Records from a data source
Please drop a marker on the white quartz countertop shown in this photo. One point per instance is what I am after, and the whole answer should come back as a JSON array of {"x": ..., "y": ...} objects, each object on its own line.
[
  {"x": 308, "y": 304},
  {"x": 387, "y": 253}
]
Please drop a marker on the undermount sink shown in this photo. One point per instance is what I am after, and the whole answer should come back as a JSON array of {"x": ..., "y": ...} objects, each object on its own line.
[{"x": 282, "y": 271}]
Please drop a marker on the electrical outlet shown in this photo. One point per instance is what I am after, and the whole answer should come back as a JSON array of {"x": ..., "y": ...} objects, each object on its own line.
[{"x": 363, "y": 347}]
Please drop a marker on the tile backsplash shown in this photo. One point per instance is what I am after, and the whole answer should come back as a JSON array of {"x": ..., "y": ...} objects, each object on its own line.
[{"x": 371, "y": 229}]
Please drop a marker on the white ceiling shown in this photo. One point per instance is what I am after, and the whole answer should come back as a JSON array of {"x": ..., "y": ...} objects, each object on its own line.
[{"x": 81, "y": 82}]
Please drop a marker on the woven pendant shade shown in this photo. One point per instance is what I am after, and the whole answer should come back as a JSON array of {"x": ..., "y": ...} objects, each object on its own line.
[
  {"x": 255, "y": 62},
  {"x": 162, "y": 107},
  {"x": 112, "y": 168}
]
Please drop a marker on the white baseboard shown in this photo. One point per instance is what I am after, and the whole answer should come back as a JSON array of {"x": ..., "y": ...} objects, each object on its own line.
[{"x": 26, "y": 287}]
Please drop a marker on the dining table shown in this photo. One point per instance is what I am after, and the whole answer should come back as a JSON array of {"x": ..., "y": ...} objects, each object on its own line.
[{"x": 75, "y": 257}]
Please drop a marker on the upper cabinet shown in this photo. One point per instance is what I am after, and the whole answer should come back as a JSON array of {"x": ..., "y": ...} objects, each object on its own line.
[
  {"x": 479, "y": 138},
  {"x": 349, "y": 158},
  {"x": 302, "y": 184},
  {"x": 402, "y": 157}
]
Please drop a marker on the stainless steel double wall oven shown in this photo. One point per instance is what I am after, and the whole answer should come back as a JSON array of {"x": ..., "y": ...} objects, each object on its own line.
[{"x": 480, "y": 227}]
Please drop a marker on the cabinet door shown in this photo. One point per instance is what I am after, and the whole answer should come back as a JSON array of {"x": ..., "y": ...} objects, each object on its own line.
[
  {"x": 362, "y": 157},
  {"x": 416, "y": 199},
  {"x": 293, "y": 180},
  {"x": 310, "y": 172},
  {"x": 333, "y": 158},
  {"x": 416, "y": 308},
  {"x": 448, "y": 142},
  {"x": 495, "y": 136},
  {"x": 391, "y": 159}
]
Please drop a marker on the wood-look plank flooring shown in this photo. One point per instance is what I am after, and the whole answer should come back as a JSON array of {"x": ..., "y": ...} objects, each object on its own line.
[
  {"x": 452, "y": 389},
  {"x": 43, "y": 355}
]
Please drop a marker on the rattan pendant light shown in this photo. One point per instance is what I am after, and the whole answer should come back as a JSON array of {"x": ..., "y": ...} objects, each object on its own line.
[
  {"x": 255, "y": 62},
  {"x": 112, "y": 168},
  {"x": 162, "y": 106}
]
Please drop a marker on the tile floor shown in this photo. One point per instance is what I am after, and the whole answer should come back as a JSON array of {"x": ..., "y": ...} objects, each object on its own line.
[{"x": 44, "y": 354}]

- Action item: All of the entries are to be set down again without alteration.

- Solved problem:
Please drop a marker on the white quartz countertop shown in this photo. One point per instance is what I am after, and the whole answer should come back as a JSON array of {"x": ..., "y": ...} objects, each object on its own line.
[
  {"x": 308, "y": 304},
  {"x": 387, "y": 253}
]
Please drop a marker on the undermount sink shown in this photo. One point per instance is what I am after, and the whole answer should come back as a JSON array of {"x": ..., "y": ...} objects, each object on its own line.
[{"x": 282, "y": 271}]
Please drop a marker on the electrical outlet shown in this photo. One point per instance is what I am after, and the whole answer should come back as a JSON array of {"x": ..., "y": ...} objects, each object on its own line.
[{"x": 363, "y": 347}]
Please drop a marker on the tile backsplash shown in this photo. One point per instance is what I am after, and the whole answer should come back as a JSON array of {"x": ..., "y": ...} objects, each object on its own line.
[{"x": 371, "y": 229}]
Please drop a marker on the white ceiling shown in this photo. One point per instance is what I am after, and the whole answer should come back as a JSON array of {"x": ..., "y": ...} objects, each object on its own line.
[{"x": 81, "y": 82}]
Please drop a marker on the woven pendant shade shown in this photo. One point per instance is what I am after, and the whole answer should come back as a JSON array of {"x": ..., "y": ...} objects, each object on its own line.
[
  {"x": 255, "y": 62},
  {"x": 162, "y": 107},
  {"x": 112, "y": 168}
]
Please drop a marker on the white baseboard shown in this photo. One point per instance is what I am after, and the whole answer should come back as a JSON array of {"x": ..., "y": ...} objects, each object on its own line.
[{"x": 26, "y": 287}]
Please drop a marker on the dining table shown in this photo. One point per instance is what I am after, and the whole answer should come back as a JSON array of {"x": ..., "y": ...} objects, each object on its own line.
[{"x": 75, "y": 257}]
Please drop a marker on the upper cabinet shown in this photo. One point per instance is what I am after, and the whole answer should come back as a JSON array of {"x": ..., "y": ...} objects, each object on its own line.
[
  {"x": 479, "y": 138},
  {"x": 349, "y": 158},
  {"x": 302, "y": 184},
  {"x": 402, "y": 157}
]
Please drop a marker on the stainless steel double wall oven shown in this photo. One point per instance is what I am after, and the whole answer should come back as a JSON array of {"x": ..., "y": ...} objects, each object on its own line.
[{"x": 480, "y": 227}]
Please drop a marker on the cabinet door shown in this photo. One point per instance is what I am after, and the whole answer should come back as a JSON array of {"x": ..., "y": ...} objects, each object on its own line.
[
  {"x": 362, "y": 157},
  {"x": 416, "y": 199},
  {"x": 293, "y": 180},
  {"x": 310, "y": 172},
  {"x": 333, "y": 158},
  {"x": 416, "y": 308},
  {"x": 448, "y": 142},
  {"x": 495, "y": 136},
  {"x": 391, "y": 159}
]
Please drop a marker on the wood-look plank flooring shown in this photo. One point per instance is what I am after, and the whole answer should come back as a JSON array of {"x": ..., "y": ...} objects, each object on its own line.
[
  {"x": 452, "y": 389},
  {"x": 43, "y": 355}
]
Please drop a marker on the rattan pendant light shown in this photo. One point per instance is what I am after, and the whole answer should come back as a JSON array of {"x": ..., "y": ...} objects, each object on its own line.
[
  {"x": 255, "y": 62},
  {"x": 112, "y": 168},
  {"x": 162, "y": 106}
]
Please drop a marker on the tile floor shown in this photo. One point per instance is what I am after, and the whole answer should come back as a JSON array of {"x": ..., "y": ...} objects, each object on its own line.
[{"x": 44, "y": 354}]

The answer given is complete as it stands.